Location identification records
________________________
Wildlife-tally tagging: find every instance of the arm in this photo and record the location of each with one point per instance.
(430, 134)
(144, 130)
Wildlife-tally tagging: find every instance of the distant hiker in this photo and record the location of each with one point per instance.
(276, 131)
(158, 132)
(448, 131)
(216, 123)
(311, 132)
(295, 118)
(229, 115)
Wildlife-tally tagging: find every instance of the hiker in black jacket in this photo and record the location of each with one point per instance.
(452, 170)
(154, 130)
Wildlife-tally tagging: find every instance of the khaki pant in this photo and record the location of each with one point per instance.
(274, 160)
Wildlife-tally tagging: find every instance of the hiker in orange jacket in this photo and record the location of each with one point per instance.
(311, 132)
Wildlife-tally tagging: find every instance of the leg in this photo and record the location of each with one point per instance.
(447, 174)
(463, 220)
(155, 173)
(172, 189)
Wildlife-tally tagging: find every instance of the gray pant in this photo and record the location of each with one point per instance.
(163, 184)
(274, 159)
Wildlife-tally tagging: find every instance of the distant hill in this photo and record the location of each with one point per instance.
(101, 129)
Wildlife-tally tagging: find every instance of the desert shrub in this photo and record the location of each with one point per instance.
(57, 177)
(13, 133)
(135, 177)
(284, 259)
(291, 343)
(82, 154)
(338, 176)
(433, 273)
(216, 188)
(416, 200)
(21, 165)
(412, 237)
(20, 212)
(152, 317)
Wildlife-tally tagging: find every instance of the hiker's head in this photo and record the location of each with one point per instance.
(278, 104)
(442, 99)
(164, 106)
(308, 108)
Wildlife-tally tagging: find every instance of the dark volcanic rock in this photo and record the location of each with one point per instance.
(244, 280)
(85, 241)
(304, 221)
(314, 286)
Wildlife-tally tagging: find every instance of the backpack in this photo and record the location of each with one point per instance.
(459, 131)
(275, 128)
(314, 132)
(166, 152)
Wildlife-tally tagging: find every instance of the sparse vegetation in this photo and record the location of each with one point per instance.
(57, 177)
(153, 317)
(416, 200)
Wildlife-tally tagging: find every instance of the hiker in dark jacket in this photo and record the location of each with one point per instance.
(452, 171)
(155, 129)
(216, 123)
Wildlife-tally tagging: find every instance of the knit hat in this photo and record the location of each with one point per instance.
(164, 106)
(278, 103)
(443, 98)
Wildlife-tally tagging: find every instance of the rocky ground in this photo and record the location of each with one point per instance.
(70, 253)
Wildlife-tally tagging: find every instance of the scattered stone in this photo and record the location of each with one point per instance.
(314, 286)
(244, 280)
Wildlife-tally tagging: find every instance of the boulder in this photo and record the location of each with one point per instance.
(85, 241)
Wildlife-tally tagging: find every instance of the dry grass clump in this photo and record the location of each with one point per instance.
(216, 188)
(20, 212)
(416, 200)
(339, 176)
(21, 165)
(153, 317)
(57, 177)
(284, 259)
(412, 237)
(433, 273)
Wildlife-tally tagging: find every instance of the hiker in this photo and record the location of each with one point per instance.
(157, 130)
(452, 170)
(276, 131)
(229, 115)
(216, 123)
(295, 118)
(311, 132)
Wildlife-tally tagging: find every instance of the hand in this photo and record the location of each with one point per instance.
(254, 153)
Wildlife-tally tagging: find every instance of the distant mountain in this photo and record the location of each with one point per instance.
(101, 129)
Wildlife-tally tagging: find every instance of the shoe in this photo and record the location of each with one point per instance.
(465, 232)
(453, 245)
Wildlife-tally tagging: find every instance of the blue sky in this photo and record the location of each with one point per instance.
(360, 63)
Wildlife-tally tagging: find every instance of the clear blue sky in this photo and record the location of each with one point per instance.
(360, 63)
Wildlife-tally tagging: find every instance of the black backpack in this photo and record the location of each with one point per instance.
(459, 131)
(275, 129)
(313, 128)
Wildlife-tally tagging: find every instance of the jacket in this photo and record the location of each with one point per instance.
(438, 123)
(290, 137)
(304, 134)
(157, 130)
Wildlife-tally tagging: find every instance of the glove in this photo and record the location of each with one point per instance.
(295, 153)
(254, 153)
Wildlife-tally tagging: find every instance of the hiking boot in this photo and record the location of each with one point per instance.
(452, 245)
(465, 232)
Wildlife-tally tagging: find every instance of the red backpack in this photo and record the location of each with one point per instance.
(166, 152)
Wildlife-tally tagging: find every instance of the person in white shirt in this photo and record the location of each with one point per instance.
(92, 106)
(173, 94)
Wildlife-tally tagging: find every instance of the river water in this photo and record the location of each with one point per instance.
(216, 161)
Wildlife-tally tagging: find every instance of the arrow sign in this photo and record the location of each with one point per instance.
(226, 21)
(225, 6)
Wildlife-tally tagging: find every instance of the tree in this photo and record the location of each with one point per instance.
________________________
**What to do**
Copy out every line of the records above word for word, leaving nothing out and changing nothing.

**Written answer**
Wildlife-tally tagging: find every instance of the arm in this photo and record the location of each with one point per instance.
(430, 134)
(144, 130)
Wildlife-tally tagging: find every instance of the distant hiker in this photo and record the location of each with one point per instance.
(276, 131)
(158, 132)
(448, 131)
(216, 123)
(311, 132)
(295, 118)
(229, 115)
Wildlife-tally tagging: find every instance of the hiker in black jacket in this photo and record the location of each with one point per instance.
(452, 170)
(154, 130)
Wildlife-tally tagging: find every instance of the khaki pant in this photo and record the location of each with one point per instance.
(274, 160)
Wildlife-tally tagging: find every instance of the hiker in orange jacket in this photo and record the location of each with one point per instance.
(311, 132)
Wildlife-tally tagging: find every instance of the leg in this photo and record the location of each with one point per instance.
(447, 174)
(463, 220)
(155, 173)
(172, 189)
Wildlife-tally tagging: find every instance of the gray pant in this photo and record the location of each with one point per instance.
(163, 184)
(274, 159)
Wildlife-tally tagging: find every instance of the distant hill in this photo and record the location of each with one point per instance.
(101, 129)
Wildlife-tally tagging: find every instance of the desert shrub in this photo and record the location of each with one point per instance.
(57, 177)
(13, 133)
(135, 177)
(284, 259)
(291, 343)
(82, 154)
(338, 176)
(433, 273)
(216, 188)
(416, 200)
(21, 165)
(412, 237)
(20, 212)
(152, 317)
Wildlife-tally tagging: find every instance of the hiker's head in this photo and record the location of each with one point per instance.
(278, 104)
(442, 99)
(164, 106)
(308, 108)
Wildlife-tally tagging: find every instance of the dark volcanic rock in this photo and record the location of each with one point per instance.
(244, 280)
(85, 241)
(304, 221)
(314, 286)
Wildlife-tally tagging: find every instance of the backpack in this photo and record the location of each with one point per instance.
(459, 131)
(275, 128)
(314, 132)
(166, 152)
Wildlife-tally tagging: find every instance of the sparse vegetation in this photo and record the location of each with one point per instance.
(57, 177)
(153, 317)
(416, 200)
Wildlife-tally tagging: find every instance of the hiker in dark jacket in this photo and record the location of each with one point per instance.
(452, 171)
(155, 129)
(216, 123)
Wildlife-tally tagging: find every instance of the knit hat in this photo and record the location of each with one point per instance.
(164, 106)
(278, 103)
(443, 98)
Wildlife-tally tagging: find every instance of the rocky ground in this photo and record the location of each with one point per instance.
(70, 253)
Wildlife-tally tagging: find every instance of the scattered stone in this photo and record the location of each with one point per instance.
(314, 286)
(244, 280)
Wildlife-tally tagging: find every instance of the boulder in this photo and record the location of each with one point per instance.
(85, 241)
Wildlife-tally tagging: find every instance of the dry grass clump in this photo and record the location of each with one point per instance.
(216, 188)
(20, 212)
(416, 200)
(339, 176)
(21, 165)
(153, 317)
(57, 177)
(284, 259)
(412, 237)
(433, 273)
Wildlife-tally tagging: find every instance of the hiker in this photo and record the location of each with one point per instance.
(157, 130)
(452, 170)
(276, 131)
(229, 115)
(216, 123)
(295, 118)
(311, 132)
Wildlife-tally tagging: find every instance of the hand in this photo and record the location of each with one point per instance.
(254, 153)
Wildlife-tally tagging: find every instance of the distant mountain in this photo and record the location of each with one point per instance.
(101, 129)
Wildlife-tally tagging: find every instance of the shoe in this photo and record the location of each with one point per instance.
(465, 232)
(453, 245)
Wildlife-tally tagging: find every instance of the blue sky in this photo and record the location of each with one point per instance.
(360, 63)
Wildlife-tally tagging: find every instance of the clear blue sky in this photo and record the location of each with one point per instance.
(360, 63)
Wildlife-tally tagging: find every instance of the black backpack in this photo and record the location of each with one point per instance.
(459, 131)
(275, 129)
(313, 128)
Wildlife-tally tagging: find every instance of the jacket in this photo and record the location of each with one point per instance.
(438, 123)
(290, 137)
(304, 134)
(157, 130)
Wildlife-tally tagging: find every instance of the glove in this photo and record the location of each with one point per instance.
(295, 153)
(254, 153)
Wildlife-tally tagging: find every instance of the hiking boot in this photo and record the location of each with one point per instance.
(452, 245)
(465, 232)
Wildlife-tally tagging: find every instance of the red backpack in this photo and record the location of each with one point per instance.
(166, 152)
Wildlife-tally tagging: find every instance of the person in white shirt in this photo and record the location of each with one point per instance.
(92, 106)
(173, 94)
Wildlife-tally tagging: find every instance of the river water in this photo and record the location of each with one point per instance.
(216, 161)
Wildlife-tally tagging: find every instance of the arrow sign in this photo and record the location of each with one point per instance.
(226, 21)
(225, 6)
Wildlife-tally tagging: find every instance of the tree in this photo and record the location of each with one point per instance.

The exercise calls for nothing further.